TASK OBJECTIVE :: Your reply should contain only the line with "Can you spot any suitcase wheel?" and the lines after it through the end of the data, each written out exactly.
• • • • • • •
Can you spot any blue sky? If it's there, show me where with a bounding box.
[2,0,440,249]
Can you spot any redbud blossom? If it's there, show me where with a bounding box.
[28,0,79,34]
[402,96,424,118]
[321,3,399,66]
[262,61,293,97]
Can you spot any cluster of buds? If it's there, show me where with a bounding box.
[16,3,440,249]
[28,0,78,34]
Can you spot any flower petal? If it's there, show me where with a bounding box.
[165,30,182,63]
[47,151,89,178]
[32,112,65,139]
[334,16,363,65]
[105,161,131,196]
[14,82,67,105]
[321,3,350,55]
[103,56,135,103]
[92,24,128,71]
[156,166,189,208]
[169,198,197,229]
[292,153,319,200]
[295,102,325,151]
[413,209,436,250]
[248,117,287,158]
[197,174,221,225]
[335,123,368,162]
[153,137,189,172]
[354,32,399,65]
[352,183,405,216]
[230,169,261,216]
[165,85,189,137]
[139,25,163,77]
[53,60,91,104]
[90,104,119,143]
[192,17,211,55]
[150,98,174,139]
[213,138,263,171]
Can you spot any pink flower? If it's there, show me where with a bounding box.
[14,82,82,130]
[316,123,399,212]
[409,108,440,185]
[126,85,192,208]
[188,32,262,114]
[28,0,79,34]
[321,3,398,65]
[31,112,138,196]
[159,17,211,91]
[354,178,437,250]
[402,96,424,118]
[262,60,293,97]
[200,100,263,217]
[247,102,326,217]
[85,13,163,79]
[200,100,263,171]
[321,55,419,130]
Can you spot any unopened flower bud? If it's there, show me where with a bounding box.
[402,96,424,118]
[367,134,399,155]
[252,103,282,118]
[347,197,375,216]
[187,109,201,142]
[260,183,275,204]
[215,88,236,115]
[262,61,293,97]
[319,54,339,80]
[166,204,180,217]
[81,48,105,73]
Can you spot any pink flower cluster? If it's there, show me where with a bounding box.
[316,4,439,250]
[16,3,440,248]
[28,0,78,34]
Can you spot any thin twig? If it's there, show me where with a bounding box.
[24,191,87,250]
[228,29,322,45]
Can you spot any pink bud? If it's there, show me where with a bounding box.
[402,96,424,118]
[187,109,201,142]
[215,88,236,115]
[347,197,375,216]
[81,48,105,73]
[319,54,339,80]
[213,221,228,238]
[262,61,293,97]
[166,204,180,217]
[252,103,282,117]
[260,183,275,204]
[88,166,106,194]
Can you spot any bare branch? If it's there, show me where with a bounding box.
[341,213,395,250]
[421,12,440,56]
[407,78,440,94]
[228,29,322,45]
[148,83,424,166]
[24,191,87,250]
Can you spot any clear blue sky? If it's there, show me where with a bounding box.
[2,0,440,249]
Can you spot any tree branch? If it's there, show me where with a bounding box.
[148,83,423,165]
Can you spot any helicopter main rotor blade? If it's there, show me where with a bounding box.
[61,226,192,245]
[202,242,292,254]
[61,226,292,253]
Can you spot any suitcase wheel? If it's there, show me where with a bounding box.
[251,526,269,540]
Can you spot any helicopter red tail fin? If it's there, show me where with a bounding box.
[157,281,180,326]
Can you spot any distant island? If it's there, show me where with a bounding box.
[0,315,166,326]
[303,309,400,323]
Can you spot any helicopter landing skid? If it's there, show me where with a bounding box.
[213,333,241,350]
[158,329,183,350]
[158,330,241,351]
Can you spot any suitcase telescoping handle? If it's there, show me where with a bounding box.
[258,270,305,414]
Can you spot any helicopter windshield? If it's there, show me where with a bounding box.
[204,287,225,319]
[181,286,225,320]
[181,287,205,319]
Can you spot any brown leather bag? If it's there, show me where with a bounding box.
• • • • • • •
ANSWER FOR THIS EXERCISE ::
Can you spot any suitcase wheel? If it's there, show me where with a bounding box.
[251,526,269,540]
Can you spot any helicopter red tail fin? If it's there, show me where with a bounding box.
[157,281,180,326]
Can you spot any distant island? If it's there, show me where with a bounding box.
[0,315,166,326]
[303,309,400,323]
Can you spot any helicopter landing skid? If it's there, show me where with a bounding box.
[213,333,241,350]
[158,329,183,350]
[158,330,241,351]
Can you spot any suitcase telescoping handle? If it's there, show me where with a bounding box.
[258,270,305,414]
Can you spot any helicopter windshield? If it's there, show me where with a bounding box.
[204,287,225,319]
[181,286,225,320]
[181,287,205,319]
Can you spot any brown leather bag? If it's there, show me where with a bounding box.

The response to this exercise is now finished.